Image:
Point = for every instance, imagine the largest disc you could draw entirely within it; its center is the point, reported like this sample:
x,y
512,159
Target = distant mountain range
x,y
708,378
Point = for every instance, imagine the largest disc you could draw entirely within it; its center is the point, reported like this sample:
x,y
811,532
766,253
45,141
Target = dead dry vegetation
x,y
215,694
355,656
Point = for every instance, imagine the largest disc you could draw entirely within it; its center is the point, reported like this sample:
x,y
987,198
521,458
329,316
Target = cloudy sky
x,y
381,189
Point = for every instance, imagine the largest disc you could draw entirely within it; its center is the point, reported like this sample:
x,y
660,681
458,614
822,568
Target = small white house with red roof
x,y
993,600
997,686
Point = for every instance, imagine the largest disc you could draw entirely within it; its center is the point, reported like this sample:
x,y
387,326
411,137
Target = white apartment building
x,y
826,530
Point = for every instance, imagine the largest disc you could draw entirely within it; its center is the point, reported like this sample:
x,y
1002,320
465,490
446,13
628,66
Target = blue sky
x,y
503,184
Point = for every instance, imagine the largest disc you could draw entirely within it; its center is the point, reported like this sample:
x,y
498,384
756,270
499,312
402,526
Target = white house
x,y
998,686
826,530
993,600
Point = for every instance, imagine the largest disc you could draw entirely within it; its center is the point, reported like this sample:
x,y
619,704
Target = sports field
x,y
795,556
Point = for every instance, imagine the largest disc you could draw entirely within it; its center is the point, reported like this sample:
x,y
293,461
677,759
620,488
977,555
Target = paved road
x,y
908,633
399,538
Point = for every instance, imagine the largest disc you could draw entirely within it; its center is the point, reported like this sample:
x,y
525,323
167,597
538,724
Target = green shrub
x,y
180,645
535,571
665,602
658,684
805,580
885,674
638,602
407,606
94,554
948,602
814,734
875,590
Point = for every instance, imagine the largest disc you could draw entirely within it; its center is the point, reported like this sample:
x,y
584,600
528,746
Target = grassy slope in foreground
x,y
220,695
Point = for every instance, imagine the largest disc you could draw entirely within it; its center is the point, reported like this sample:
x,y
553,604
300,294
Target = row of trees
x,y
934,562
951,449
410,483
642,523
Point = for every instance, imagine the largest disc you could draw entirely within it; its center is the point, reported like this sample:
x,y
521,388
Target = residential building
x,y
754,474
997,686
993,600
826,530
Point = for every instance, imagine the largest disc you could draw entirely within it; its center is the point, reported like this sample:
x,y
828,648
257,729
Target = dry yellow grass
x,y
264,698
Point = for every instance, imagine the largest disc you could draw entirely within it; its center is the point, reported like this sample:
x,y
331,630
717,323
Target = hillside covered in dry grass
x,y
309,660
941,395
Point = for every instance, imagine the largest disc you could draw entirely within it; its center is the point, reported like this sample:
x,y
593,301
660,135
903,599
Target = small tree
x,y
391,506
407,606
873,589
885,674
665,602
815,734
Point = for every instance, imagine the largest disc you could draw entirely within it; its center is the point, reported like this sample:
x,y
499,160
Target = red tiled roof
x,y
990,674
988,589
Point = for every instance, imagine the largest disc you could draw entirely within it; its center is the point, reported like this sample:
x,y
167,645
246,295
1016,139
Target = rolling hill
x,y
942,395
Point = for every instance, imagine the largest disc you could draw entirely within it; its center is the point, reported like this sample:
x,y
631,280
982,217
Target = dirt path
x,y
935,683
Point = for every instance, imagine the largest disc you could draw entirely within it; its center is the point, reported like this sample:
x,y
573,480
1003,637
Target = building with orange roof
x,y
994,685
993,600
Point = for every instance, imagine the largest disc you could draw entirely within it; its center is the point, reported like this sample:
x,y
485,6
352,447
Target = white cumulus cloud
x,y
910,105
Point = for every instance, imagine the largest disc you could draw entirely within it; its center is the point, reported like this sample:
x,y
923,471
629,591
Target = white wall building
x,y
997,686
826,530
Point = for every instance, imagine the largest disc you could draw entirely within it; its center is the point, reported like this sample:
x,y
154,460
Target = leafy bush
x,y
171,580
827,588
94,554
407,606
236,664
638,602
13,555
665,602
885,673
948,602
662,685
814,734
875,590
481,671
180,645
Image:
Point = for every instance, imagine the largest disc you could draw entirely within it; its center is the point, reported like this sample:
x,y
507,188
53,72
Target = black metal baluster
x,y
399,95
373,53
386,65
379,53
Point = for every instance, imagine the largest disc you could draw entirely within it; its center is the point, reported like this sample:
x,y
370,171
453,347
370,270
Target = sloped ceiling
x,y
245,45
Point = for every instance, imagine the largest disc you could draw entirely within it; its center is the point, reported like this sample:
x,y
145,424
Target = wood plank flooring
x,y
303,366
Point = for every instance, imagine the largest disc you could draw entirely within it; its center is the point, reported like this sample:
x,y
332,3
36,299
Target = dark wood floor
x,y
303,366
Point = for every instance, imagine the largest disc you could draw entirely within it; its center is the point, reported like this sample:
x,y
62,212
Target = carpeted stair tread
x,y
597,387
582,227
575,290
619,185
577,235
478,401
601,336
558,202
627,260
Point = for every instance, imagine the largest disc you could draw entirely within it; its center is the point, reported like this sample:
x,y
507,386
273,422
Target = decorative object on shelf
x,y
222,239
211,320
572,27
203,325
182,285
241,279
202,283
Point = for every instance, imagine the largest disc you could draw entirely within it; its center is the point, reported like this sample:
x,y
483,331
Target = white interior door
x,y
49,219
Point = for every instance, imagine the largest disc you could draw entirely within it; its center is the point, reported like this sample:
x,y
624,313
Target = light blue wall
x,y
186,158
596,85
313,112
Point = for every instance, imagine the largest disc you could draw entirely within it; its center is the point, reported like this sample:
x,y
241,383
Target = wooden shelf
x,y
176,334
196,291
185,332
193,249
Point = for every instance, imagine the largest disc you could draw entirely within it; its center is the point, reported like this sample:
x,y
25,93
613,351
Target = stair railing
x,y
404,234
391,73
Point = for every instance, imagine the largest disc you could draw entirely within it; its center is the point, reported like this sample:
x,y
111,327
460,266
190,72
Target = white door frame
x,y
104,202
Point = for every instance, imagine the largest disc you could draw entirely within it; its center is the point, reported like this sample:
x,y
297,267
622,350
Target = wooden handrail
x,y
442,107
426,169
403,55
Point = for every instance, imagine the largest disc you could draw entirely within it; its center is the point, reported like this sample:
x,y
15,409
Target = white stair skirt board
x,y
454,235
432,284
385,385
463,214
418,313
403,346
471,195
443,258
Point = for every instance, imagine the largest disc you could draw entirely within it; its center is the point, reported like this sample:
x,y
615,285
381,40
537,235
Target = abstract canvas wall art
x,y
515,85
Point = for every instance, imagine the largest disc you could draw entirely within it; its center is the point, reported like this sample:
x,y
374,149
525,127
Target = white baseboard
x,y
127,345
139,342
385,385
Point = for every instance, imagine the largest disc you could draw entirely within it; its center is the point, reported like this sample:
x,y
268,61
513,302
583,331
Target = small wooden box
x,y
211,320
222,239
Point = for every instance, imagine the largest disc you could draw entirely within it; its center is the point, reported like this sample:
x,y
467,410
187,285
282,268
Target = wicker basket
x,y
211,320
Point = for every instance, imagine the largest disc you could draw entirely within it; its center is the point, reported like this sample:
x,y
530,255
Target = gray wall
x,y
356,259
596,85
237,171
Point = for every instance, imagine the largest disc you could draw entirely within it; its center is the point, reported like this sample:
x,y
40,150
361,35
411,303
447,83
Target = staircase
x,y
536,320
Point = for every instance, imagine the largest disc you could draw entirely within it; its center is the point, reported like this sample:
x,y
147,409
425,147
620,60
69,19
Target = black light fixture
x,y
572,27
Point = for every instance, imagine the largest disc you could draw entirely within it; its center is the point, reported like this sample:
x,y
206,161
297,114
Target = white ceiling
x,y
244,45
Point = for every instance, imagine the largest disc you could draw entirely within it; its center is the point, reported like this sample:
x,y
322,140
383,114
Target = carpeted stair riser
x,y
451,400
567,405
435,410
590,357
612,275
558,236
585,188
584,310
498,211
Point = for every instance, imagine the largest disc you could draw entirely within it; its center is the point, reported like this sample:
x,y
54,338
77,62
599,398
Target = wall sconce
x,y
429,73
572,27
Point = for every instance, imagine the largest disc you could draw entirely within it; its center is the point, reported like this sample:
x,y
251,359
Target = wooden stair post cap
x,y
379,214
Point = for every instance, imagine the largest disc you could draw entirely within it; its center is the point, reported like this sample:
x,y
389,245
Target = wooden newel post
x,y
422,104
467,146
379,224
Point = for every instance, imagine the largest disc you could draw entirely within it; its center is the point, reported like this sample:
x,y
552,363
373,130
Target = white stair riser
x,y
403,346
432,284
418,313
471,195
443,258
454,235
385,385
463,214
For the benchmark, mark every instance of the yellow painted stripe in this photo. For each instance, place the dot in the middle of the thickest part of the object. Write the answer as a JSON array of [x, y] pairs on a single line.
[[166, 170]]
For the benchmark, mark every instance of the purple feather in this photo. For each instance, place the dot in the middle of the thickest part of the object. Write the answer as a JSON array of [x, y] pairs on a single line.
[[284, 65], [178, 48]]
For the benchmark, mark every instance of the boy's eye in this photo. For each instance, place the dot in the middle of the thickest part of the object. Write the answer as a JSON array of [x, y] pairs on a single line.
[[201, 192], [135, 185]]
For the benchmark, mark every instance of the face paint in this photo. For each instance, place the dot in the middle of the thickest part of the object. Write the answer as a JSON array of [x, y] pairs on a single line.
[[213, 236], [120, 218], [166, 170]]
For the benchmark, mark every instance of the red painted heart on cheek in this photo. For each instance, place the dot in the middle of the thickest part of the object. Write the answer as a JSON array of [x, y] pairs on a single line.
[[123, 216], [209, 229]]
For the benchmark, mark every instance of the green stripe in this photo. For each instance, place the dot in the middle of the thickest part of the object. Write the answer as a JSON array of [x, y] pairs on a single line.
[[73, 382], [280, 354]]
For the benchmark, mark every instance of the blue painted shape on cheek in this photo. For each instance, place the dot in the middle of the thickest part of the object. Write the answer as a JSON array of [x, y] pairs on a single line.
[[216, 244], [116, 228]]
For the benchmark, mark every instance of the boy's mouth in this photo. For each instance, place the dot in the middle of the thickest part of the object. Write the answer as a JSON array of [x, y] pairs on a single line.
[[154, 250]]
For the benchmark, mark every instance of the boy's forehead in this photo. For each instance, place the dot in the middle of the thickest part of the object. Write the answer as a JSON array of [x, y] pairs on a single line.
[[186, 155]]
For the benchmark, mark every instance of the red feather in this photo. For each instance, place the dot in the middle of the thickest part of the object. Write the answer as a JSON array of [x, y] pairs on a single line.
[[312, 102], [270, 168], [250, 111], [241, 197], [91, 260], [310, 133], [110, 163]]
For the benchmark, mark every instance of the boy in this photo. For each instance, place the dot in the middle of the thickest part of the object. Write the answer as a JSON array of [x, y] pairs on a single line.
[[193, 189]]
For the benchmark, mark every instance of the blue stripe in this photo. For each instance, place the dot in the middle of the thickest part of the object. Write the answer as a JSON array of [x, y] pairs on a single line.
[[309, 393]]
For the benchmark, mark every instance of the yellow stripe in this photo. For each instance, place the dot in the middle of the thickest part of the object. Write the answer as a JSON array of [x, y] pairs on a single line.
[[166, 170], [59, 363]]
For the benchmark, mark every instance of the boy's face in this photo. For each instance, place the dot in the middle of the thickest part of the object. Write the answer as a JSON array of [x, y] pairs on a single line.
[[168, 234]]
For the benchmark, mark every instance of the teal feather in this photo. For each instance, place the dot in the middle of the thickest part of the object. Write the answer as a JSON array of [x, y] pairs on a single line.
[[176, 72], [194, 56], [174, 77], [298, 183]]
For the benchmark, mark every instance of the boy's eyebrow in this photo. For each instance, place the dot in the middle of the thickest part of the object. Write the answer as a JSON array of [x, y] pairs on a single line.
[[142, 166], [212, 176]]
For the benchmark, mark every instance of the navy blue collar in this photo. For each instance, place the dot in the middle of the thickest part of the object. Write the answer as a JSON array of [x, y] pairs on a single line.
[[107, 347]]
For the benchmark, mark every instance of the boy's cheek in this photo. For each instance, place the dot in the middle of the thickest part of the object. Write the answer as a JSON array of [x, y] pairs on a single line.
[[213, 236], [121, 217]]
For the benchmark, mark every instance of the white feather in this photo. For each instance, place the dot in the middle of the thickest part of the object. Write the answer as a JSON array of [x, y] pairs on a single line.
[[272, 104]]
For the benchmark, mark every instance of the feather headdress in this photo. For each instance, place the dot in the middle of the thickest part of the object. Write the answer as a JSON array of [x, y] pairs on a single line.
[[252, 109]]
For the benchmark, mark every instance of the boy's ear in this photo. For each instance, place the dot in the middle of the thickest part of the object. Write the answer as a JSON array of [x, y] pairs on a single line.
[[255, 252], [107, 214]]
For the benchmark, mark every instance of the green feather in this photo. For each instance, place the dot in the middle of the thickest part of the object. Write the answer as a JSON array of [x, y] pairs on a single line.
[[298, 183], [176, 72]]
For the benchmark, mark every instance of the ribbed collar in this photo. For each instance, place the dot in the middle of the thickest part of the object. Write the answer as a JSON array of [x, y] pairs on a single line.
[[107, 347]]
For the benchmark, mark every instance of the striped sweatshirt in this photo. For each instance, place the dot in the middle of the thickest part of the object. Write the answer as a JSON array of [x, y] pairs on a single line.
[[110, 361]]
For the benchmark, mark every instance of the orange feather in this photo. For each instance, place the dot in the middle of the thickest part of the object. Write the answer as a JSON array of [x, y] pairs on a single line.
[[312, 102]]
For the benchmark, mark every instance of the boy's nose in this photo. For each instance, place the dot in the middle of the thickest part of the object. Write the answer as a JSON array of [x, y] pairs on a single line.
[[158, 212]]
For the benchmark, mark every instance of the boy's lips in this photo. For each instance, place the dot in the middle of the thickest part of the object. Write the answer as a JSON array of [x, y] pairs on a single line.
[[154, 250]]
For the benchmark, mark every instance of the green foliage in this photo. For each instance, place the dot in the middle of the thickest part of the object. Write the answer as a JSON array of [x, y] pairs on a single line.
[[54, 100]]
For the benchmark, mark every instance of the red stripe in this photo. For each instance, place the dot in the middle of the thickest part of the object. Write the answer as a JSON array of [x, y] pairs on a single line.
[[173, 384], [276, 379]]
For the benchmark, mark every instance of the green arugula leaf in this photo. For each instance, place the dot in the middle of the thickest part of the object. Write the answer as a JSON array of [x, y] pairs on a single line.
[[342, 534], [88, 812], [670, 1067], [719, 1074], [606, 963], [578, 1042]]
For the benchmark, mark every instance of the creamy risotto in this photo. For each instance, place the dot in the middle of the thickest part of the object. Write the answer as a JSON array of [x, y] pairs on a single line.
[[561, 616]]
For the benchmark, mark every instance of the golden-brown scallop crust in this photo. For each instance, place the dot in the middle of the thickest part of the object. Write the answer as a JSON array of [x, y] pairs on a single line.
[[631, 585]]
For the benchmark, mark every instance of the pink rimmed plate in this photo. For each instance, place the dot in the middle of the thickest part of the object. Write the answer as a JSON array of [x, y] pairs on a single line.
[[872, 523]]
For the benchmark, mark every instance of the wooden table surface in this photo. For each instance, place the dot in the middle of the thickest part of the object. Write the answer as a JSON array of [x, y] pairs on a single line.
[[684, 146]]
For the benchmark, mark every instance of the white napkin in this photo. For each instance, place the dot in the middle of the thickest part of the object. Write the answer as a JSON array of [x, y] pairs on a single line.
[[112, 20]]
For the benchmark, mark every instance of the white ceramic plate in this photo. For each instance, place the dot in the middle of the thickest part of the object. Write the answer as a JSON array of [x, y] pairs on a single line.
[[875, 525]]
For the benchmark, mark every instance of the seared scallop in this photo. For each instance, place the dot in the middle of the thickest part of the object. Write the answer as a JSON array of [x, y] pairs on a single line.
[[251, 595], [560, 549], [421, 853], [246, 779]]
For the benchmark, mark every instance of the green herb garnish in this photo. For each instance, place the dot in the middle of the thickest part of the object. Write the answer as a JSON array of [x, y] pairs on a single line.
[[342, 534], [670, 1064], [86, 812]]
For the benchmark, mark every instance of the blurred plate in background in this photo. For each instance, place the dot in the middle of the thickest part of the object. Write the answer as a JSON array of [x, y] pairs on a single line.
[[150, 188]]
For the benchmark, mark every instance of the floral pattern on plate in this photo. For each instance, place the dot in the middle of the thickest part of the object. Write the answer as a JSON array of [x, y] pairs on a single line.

What to do ▸ Take the line with "For the benchmark, mark every instance of the green herb" and all lines after it to the last line, and reproduce them exactly.

Task solution ▸
For the benchmark, mark every instance of the green herb garnish in this photo. For each instance, place the dot in the middle of the thickest part of the object. Write the answer as a JSON array of [x, y] pairs on a single line.
[[342, 534], [670, 1064], [86, 812]]
For the benchmark, mark every instance of the blurred plate in background in this photo. For each instance, place the dot in the middle of the thickest part of the object. Write the answer as a JSON array of [x, y] pairs on a single line.
[[150, 188]]
For the benchmark, mark every instance of the floral pattern on plate in this photo. For each instance, place the dot in the middle of the thickest part of the object. Write the answer as a JSON array of [x, y] pairs on a single line.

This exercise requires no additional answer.